Problem statement:
Report every line that contains the string "fresco", treating uppercase and lowercase as distinct.

(Contour labeling lines)
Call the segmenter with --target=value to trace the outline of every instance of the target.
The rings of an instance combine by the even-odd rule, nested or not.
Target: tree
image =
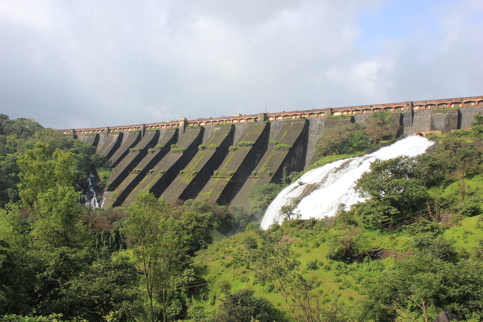
[[[278,214],[284,218],[284,220],[292,220],[295,218],[300,218],[300,211],[296,211],[297,208],[297,198],[291,198],[288,203],[280,207],[278,210]]]
[[[123,229],[135,263],[144,276],[151,322],[155,321],[153,293],[162,255],[159,245],[159,222],[166,216],[168,206],[164,198],[158,199],[152,193],[140,192],[128,208],[131,216]]]
[[[478,112],[477,114],[473,115],[473,122],[471,122],[472,126],[483,125],[483,115],[481,112]]]
[[[279,229],[258,230],[262,241],[258,248],[248,251],[247,260],[255,278],[262,283],[271,283],[287,306],[292,318],[297,321],[292,307],[290,285],[293,281],[294,269],[300,265],[290,250],[286,240],[282,239]]]
[[[361,197],[370,199],[356,204],[353,207],[355,213],[365,214],[363,217],[380,214],[379,219],[370,220],[375,223],[395,221],[424,209],[426,193],[412,176],[415,165],[414,158],[407,156],[371,163],[370,172],[364,172],[354,187]]]
[[[252,290],[227,292],[218,308],[216,322],[250,322],[255,319],[260,322],[272,322],[275,308],[270,302],[253,296]]]
[[[325,128],[315,145],[315,154],[323,157],[361,149],[368,145],[369,139],[363,129],[358,123],[341,124]]]
[[[161,218],[158,229],[156,246],[159,259],[155,276],[158,288],[156,292],[163,305],[163,321],[166,322],[167,304],[176,289],[174,279],[181,274],[183,267],[187,265],[188,258],[185,254],[188,248],[185,244],[186,234],[181,223],[174,218]]]
[[[185,211],[181,214],[179,221],[186,232],[185,242],[189,247],[189,253],[192,255],[211,243],[211,232],[219,225],[216,218],[211,211],[203,213],[192,210]]]
[[[268,183],[252,186],[246,194],[250,200],[250,212],[261,219],[269,205],[282,191],[281,184]]]
[[[54,248],[89,247],[90,236],[81,221],[78,199],[71,186],[57,186],[39,194],[34,203],[38,219],[30,233],[33,240]]]
[[[461,180],[461,200],[465,199],[465,177],[469,172],[480,168],[483,161],[483,154],[473,145],[465,149],[458,149],[454,157],[455,168],[452,174]]]
[[[39,195],[46,189],[56,185],[71,186],[73,182],[72,154],[57,149],[51,158],[49,147],[48,144],[38,142],[33,150],[18,154],[20,182],[18,186],[26,207],[31,207],[38,201]],[[34,214],[36,214],[35,211]]]
[[[365,123],[366,133],[371,141],[377,143],[384,137],[392,134],[395,129],[394,119],[387,111],[377,111],[371,113]]]

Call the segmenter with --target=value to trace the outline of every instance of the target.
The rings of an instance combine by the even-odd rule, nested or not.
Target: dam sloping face
[[[282,183],[317,160],[323,130],[389,112],[397,137],[471,126],[483,96],[58,131],[97,147],[113,168],[103,207],[128,206],[142,190],[248,209],[250,189]]]

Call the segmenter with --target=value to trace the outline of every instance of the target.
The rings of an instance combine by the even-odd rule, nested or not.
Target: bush
[[[256,240],[250,236],[245,238],[243,243],[245,245],[245,249],[246,250],[256,249],[258,247],[258,244],[256,242]]]
[[[255,144],[255,142],[253,141],[240,141],[238,144],[239,146],[246,146],[247,145]]]
[[[275,146],[275,149],[288,149],[291,147],[292,147],[288,144],[285,144],[283,143],[279,143]]]
[[[173,153],[175,152],[181,152],[181,151],[184,151],[185,149],[183,148],[178,148],[176,146],[176,144],[171,145],[171,152]]]
[[[308,269],[309,270],[313,270],[314,269],[317,269],[318,267],[317,266],[317,260],[314,261],[309,261],[305,264],[305,269]]]
[[[369,144],[369,138],[363,128],[358,123],[350,123],[324,129],[315,145],[315,154],[322,158],[362,149]]]
[[[253,296],[252,290],[242,289],[226,292],[225,299],[218,307],[214,321],[239,322],[255,321],[272,322],[275,308],[268,300]]]

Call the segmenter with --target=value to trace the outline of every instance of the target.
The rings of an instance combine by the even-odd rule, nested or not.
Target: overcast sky
[[[57,128],[483,95],[481,0],[0,0],[0,43]]]

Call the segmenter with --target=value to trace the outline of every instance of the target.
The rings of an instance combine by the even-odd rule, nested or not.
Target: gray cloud
[[[62,128],[482,94],[481,1],[370,52],[358,21],[385,2],[362,2],[0,1],[1,112]]]

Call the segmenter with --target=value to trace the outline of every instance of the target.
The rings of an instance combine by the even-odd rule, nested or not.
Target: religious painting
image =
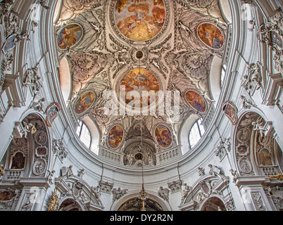
[[[6,54],[10,50],[13,49],[15,47],[15,39],[16,37],[16,34],[11,35],[7,38],[4,45],[3,46],[2,51],[4,54]]]
[[[199,39],[209,48],[220,49],[224,44],[224,35],[219,28],[212,23],[201,24],[197,29]]]
[[[47,155],[47,148],[45,146],[39,146],[35,149],[35,155],[37,157],[44,157]]]
[[[237,115],[238,109],[236,105],[230,101],[225,101],[222,104],[222,110],[224,111],[224,114],[230,120],[232,124],[236,124],[238,120]]]
[[[84,112],[92,106],[96,98],[95,94],[92,91],[84,92],[75,103],[75,112],[77,114]]]
[[[239,155],[247,155],[249,150],[246,145],[239,145],[237,147],[237,152]]]
[[[58,103],[53,103],[47,107],[46,110],[46,123],[49,127],[52,126],[53,121],[56,119],[61,110],[61,107]]]
[[[172,136],[170,130],[164,124],[159,124],[156,127],[155,131],[156,141],[162,148],[169,147],[172,141]]]
[[[118,29],[133,41],[151,39],[164,25],[166,11],[163,0],[119,0],[115,9]]]
[[[12,158],[11,169],[23,169],[25,164],[25,157],[22,153],[18,152]]]
[[[58,34],[58,46],[61,49],[67,49],[76,44],[82,36],[82,29],[77,24],[70,24],[63,27]]]
[[[249,140],[251,132],[248,128],[241,128],[237,134],[237,139],[239,142],[244,143]]]
[[[279,47],[282,47],[282,40],[277,32],[275,31],[270,32],[270,41],[271,42],[277,44]]]
[[[113,127],[108,133],[107,141],[111,148],[115,148],[120,146],[123,137],[123,129],[120,125]]]
[[[156,100],[155,94],[160,89],[159,83],[154,75],[144,68],[134,68],[128,72],[120,82],[120,96],[125,98],[125,103],[141,108],[150,105]],[[144,97],[143,91],[149,91],[149,96]],[[132,96],[132,93],[138,93]],[[137,92],[136,92],[137,91]],[[136,98],[135,98],[136,97]]]
[[[272,160],[271,159],[271,153],[266,148],[261,149],[258,153],[259,165],[263,166],[272,165]]]
[[[199,94],[194,91],[187,91],[184,96],[188,103],[195,110],[200,112],[206,111],[206,101]]]

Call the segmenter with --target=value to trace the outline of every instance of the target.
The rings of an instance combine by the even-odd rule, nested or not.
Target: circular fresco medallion
[[[169,128],[164,124],[159,124],[155,131],[156,141],[162,148],[168,148],[172,143],[172,134]]]
[[[209,48],[220,49],[224,44],[222,32],[212,23],[201,24],[197,29],[197,33],[201,41]]]
[[[156,77],[144,68],[130,70],[120,82],[120,94],[125,96],[125,103],[137,108],[150,105],[156,100],[155,94],[159,89]],[[149,95],[145,96],[144,94]]]
[[[206,101],[203,98],[194,91],[187,91],[184,94],[188,103],[194,109],[201,112],[204,112],[206,110]]]
[[[84,92],[75,103],[75,111],[77,114],[85,112],[95,100],[95,94],[92,91]]]
[[[113,127],[108,133],[107,141],[108,145],[113,148],[120,146],[123,137],[123,130],[120,125]]]
[[[144,41],[156,36],[166,15],[163,0],[117,1],[115,21],[119,31],[132,41]]]
[[[82,28],[77,24],[70,24],[63,27],[58,34],[57,43],[61,49],[72,47],[82,36]]]

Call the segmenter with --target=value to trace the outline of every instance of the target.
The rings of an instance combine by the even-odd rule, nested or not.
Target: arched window
[[[227,69],[227,66],[226,65],[222,65],[222,66],[221,67],[221,88],[223,86],[223,82],[224,82],[224,78],[225,77],[225,75],[226,75],[226,69]]]
[[[199,142],[201,136],[204,134],[204,127],[201,124],[201,120],[198,120],[191,127],[191,130],[189,134],[189,143],[191,148]]]
[[[87,127],[82,121],[77,128],[77,134],[82,142],[89,148],[91,143],[90,132]]]

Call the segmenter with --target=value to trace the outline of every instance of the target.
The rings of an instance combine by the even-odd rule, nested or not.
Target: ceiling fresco
[[[122,153],[125,166],[156,165],[156,153],[180,145],[182,124],[191,115],[205,119],[211,108],[210,71],[227,32],[218,0],[62,0],[54,27],[72,79],[65,99],[72,116],[89,117],[99,148]],[[156,114],[119,105],[156,99],[164,103],[154,105]]]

Answer to this problem:
Target: circular fresco medallion
Target: ceiling fresco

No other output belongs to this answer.